■ **Opgave 1**: Zet de vermeldingen tussen de regel met "output [[101, 401]]." en de regel met "[[716, 337], [121, 159], [533, 475], [50, 156]]", beide inbegrepen, om naar een CSV met de twee kolommen opdracht en antwoord. Maak één rij per vermelding, plaats de tekst van de opdracht en het antwoord elk in één veld tussen aanhalingstekens en vervang regeleinden door spaties.

■ **Tekstfragment**:
+++

Dit is wat tien jaar wetenschappelijk onderzoek naar bevlogenheid aantoont. Maar wat is bevlogenheid precies? En wat wordt er bedoeld met duurzaam inzetbaar? Wanneer zijn medewerkers bevlogen? En wat kun je als werkgever doen om de bevlogenheid en duurzame inzetbaarheid van medewerkers te bevorderen? In dit artikel zal ik deze vragen beantwoorden, geïnspireerd door wetenschappelijke artikelen over bevlogenheid en duurzame inzetbaarheid van twee hoogleraren Arbeids- en Organisatiepsychologie, Wilmar Schaufeli (Universiteit Utrecht) en Arnold Bakker (Erasmus Universiteit Rotterdam).
Wat is bevlogenheid precies?
Wilmar Schaufeli definieert bevlogenheid als een positieve toestand van opperste voldoening, die wordt gekenmerkt door vitaliteit, toewijding en absorptie. Vitaliteit verwijst hier naar het bruisen van energie, je fit en sterk voelen en lang en onvermoeibaar met werken door kunnen gaan. Toewijding gaat over een sterke betrokkenheid bij het werk. En met absorptie wordt bedoeld het op plezierige wijze opgaan in je werk, waardoor de tijd stil lijkt te staan en het moeilijk is je er los van te maken.
Bevlogen medewerkers zijn niet werkverslaafd. Waar werkverslaafden een innerlijke drang voelen om hard te werken en niet weten van ophouden, werken bevlogen medewerkers omdat ze het leuk vinden. In hun vrije tijd vinden ze het plezierig om andere dingen te doen dan werken.
Wat wordt er bedoeld met duurzaam inzetbaar?

+++

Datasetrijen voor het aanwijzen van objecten
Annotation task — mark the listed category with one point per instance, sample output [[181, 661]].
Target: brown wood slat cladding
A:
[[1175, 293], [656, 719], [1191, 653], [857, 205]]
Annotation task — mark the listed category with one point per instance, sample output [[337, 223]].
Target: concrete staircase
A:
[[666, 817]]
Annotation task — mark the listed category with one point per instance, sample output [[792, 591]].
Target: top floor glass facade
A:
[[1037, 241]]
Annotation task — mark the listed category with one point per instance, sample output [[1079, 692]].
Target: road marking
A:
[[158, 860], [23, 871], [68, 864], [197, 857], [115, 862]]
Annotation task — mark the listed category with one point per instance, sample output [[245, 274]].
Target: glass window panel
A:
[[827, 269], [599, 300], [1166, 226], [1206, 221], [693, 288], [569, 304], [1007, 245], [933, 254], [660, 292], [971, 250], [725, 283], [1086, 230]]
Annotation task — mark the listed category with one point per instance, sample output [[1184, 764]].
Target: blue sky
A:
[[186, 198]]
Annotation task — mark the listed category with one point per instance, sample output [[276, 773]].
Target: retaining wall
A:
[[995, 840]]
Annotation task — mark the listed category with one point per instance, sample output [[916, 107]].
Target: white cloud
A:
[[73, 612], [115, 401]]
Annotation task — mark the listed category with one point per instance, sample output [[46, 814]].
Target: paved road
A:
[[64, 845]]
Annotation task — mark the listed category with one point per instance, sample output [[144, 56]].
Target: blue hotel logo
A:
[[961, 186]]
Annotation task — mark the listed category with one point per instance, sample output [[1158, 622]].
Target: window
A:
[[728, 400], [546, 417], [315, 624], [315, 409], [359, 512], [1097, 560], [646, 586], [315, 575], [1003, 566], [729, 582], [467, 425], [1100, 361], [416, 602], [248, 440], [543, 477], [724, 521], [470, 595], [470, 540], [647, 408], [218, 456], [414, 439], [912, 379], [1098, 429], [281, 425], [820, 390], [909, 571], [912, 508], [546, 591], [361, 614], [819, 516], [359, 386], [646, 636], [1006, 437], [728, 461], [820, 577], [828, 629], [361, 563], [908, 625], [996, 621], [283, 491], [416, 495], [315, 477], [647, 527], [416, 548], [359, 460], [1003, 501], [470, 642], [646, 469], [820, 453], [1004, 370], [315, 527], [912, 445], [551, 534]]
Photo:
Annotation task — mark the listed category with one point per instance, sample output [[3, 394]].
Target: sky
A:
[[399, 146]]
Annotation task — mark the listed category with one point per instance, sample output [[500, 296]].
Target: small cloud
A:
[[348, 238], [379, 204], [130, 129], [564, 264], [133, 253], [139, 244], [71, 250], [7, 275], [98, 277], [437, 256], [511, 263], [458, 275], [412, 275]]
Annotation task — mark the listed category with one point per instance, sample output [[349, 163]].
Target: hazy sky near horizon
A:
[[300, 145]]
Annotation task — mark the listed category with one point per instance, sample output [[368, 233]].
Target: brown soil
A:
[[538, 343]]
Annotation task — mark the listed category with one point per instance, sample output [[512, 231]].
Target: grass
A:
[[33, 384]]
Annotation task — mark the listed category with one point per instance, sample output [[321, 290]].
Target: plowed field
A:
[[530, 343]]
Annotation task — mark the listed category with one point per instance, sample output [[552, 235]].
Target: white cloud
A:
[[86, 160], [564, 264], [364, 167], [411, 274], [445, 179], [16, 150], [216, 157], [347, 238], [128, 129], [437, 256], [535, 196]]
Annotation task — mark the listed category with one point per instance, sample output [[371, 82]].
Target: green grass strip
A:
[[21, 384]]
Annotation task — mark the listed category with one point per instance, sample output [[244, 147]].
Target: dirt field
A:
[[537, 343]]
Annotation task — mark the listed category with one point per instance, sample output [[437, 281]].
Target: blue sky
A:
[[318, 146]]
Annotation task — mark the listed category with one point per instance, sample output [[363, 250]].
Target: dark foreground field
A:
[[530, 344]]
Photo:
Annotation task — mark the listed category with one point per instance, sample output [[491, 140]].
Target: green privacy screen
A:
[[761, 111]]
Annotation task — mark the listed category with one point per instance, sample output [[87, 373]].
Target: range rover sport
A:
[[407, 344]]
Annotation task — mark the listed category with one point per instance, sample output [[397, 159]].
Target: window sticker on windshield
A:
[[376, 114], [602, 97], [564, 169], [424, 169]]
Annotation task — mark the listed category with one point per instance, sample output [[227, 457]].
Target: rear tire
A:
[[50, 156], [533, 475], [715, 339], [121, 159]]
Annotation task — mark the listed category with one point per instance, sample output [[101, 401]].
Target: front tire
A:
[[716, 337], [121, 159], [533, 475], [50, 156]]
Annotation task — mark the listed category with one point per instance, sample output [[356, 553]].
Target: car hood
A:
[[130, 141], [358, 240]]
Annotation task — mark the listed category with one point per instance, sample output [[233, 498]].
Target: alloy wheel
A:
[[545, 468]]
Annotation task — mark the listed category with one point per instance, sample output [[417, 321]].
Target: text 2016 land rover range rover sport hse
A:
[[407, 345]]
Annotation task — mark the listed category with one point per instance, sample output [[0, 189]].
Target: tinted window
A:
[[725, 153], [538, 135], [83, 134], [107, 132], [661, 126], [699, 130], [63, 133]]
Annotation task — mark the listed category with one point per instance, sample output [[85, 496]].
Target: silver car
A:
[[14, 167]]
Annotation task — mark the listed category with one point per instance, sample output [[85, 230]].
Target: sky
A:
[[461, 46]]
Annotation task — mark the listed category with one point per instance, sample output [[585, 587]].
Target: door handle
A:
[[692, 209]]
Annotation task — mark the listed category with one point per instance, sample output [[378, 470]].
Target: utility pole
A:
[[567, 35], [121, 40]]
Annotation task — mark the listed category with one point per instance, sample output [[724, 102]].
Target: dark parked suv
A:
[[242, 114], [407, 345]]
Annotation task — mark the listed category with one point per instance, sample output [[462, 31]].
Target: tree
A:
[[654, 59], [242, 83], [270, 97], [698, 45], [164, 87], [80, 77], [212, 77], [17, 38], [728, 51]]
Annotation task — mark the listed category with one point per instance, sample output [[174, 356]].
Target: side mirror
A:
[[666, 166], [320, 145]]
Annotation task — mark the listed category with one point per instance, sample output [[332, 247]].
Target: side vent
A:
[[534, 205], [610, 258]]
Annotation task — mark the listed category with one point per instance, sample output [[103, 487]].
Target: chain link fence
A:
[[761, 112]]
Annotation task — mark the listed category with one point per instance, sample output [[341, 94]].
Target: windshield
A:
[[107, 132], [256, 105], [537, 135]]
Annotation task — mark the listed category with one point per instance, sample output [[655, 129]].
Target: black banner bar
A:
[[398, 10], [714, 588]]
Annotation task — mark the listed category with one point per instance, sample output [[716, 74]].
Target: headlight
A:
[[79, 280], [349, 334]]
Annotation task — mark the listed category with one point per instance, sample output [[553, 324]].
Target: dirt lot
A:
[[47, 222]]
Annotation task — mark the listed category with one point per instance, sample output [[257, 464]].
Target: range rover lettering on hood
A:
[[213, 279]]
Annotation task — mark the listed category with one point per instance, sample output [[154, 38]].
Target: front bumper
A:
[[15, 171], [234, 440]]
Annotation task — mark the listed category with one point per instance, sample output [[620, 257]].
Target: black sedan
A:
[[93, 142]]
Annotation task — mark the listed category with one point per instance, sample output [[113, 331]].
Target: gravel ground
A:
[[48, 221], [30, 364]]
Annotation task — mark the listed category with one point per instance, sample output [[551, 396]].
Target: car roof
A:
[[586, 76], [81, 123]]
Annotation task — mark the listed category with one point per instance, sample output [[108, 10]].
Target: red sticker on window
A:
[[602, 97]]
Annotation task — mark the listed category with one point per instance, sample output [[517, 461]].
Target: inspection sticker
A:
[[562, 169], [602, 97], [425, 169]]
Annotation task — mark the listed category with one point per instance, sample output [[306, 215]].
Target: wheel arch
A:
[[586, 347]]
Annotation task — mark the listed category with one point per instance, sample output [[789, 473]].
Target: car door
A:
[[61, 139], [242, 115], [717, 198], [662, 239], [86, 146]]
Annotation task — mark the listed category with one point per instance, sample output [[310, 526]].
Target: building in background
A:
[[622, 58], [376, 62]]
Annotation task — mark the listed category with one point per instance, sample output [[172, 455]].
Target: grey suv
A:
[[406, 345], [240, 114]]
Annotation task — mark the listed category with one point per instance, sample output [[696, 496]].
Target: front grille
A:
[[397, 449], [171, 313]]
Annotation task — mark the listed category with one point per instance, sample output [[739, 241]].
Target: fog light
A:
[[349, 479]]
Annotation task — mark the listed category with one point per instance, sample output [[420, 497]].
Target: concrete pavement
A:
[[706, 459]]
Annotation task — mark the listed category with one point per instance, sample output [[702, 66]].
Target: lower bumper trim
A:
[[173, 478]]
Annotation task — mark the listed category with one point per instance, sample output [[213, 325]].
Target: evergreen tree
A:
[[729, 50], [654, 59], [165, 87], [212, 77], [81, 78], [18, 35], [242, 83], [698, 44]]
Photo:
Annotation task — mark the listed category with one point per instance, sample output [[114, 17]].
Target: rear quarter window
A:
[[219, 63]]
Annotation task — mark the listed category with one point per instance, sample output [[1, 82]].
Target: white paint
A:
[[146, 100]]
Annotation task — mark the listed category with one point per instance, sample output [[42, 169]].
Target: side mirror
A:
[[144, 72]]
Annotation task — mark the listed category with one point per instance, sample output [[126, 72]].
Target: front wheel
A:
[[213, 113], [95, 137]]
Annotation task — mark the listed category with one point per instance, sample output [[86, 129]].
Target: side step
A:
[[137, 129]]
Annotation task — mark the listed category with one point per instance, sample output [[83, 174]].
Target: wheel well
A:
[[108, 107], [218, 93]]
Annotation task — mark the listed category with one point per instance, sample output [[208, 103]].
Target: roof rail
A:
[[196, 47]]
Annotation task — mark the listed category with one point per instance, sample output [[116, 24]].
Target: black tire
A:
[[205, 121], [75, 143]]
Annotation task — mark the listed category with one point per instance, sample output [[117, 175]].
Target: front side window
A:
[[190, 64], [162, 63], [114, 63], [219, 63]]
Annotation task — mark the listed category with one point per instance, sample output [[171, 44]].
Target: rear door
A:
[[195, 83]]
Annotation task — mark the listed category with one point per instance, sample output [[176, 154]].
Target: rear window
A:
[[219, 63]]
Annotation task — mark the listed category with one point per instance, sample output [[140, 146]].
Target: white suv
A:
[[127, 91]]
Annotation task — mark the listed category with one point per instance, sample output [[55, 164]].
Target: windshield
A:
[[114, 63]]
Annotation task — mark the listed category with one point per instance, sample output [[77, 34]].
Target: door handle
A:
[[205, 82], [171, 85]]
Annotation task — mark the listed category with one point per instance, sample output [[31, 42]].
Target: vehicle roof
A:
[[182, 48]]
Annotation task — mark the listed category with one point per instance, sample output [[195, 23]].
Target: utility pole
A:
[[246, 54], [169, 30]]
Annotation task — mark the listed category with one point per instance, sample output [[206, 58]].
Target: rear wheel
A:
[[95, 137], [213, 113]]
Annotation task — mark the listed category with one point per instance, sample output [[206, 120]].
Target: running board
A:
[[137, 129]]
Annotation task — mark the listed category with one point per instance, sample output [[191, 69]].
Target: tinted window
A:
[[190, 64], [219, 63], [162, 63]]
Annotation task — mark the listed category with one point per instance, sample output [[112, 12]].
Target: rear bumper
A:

+++

■ **Opgave 2**: Welke kenmerken van bevlogenheid worden in het tekstfragment over bevlogenheid genoemd?

■ **Volledige uitwerking 1**:
opdracht,antwoord
"Annotation task — mark the listed category with one point per instance, sample output [[101, 401]]. Target: front tire A:","[[716, 337], [121, 159], [533, 475], [50, 156]]"

■ **Volledige uitwerking 2**: Vitaliteit, toewijding en absorptie.